Records for processing:
===

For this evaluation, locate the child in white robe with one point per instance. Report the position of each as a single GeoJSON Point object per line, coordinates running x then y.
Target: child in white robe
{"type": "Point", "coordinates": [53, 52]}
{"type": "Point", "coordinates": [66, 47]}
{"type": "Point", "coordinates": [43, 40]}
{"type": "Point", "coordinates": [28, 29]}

===

Nothing should be changed: write out all of the data as is.

For this evaluation, locate the child in white robe with one point per instance. Report the position of each as a single GeoJSON Point object per line, coordinates running x then y.
Target: child in white robe
{"type": "Point", "coordinates": [53, 52]}
{"type": "Point", "coordinates": [66, 47]}
{"type": "Point", "coordinates": [43, 40]}
{"type": "Point", "coordinates": [28, 29]}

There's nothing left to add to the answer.